[[ SOURCE EXTRACT, beginning ]]
ASHOK LEYLAND: BUY, Target Price -Rs. 76 (38% upside)
The commercial vehicle (CV) segment took a hit for a couple of months to absorb pre-buying due to new emission norms, effective October 1, 2010. The domestic truck segment picked up momentum since December 2010 on strong economic growth. Further, increased production at Ashok Leyland’s Uttarakhand facility is expected to boost margins.
1) In FY12, Ashok Leyland is expected to record volume growth of 11% to 105k units.
2) Due to fiscal benefits available at the Pantnagar unit, Ashok Leyland is expected to realize significant savings per vehicle produced at the facility. Production is expected to ramp up at Pantnagar facility.
3) Ashok Leyland entered into a JV with Nissan to capture high growth in the LCV segment. The JV is likely to commence production by H2 CY11. Commissioning of this JV would boost the earnings estimate for FY12.
[[ SOURCE EXTRACT, end ]]
[[ ENTRIES SHOWN, beginning ]]
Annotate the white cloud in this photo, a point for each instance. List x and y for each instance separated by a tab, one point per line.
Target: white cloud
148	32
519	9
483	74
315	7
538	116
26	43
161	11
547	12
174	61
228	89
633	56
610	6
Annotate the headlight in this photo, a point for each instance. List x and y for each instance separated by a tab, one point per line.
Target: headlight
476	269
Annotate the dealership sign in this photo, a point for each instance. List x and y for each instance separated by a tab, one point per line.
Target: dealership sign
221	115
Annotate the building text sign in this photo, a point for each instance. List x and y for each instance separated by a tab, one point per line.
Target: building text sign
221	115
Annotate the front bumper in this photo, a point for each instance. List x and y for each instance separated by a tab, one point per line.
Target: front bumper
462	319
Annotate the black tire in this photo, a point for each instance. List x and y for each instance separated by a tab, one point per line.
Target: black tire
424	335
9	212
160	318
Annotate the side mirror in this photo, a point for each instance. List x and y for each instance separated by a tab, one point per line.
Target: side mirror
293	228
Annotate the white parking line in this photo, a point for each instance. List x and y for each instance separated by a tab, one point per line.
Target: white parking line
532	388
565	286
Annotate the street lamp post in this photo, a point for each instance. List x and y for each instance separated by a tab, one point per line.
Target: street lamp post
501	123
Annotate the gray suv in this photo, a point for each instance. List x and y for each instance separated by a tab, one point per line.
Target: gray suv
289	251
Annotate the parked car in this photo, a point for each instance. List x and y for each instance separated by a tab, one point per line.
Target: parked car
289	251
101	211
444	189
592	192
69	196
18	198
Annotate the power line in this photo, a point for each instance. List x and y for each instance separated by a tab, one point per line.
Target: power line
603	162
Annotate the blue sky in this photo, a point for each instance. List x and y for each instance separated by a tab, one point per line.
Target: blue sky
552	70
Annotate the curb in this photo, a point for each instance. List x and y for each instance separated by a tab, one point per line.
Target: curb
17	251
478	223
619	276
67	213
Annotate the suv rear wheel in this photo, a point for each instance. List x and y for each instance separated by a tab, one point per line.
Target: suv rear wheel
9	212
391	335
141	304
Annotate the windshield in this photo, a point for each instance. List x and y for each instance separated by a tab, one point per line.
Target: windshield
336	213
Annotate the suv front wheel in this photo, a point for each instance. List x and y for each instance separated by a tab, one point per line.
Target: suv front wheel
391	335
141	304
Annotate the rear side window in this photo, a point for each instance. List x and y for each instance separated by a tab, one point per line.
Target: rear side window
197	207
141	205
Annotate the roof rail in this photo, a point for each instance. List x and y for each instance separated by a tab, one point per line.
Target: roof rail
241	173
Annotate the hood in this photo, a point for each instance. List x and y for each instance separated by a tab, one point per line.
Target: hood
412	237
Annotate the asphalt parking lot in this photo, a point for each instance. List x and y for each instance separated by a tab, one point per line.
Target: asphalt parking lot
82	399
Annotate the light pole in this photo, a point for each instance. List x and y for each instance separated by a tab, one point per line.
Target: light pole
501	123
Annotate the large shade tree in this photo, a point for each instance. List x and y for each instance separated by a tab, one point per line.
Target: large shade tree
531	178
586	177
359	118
[[ ENTRIES SHOWN, end ]]
- **TASK LIST**:
1. List every date or time period mentioned in the Ashok Leyland stock note, giving each one only once.
2. Answer these questions from the Ashok Leyland stock note:
(a) What target price does it give?
(b) With which company did Ashok Leyland enter into a JV?
(c) Since when has the domestic truck segment picked up momentum?
3. Decide whether each statement agrees with the Ashok Leyland stock note. Answer yes or no and quote the words that decide it.
(a) The new emission norms took effect on October 1, 2010.
(b) The JV with Nissan is meant to capture growth in the heavy truck segment.
(c) Ashok Leyland is expected to post 11% volume growth in FY12.

- **RESULTS OF THE TASKS**:
1.
October 1, 2010
December 2010
FY12
H2 CY11

2.
(a) Rs. 76
(b) Nissan
(c) Since December 2010

3.
(a) Yes: "new emission norms, effective October 1, 2010"
(b) No: "to capture high growth in the LCV segment"
(c) Yes: "In FY12, Ashok Leyland is expected to record volume growth of 11% to 105k units."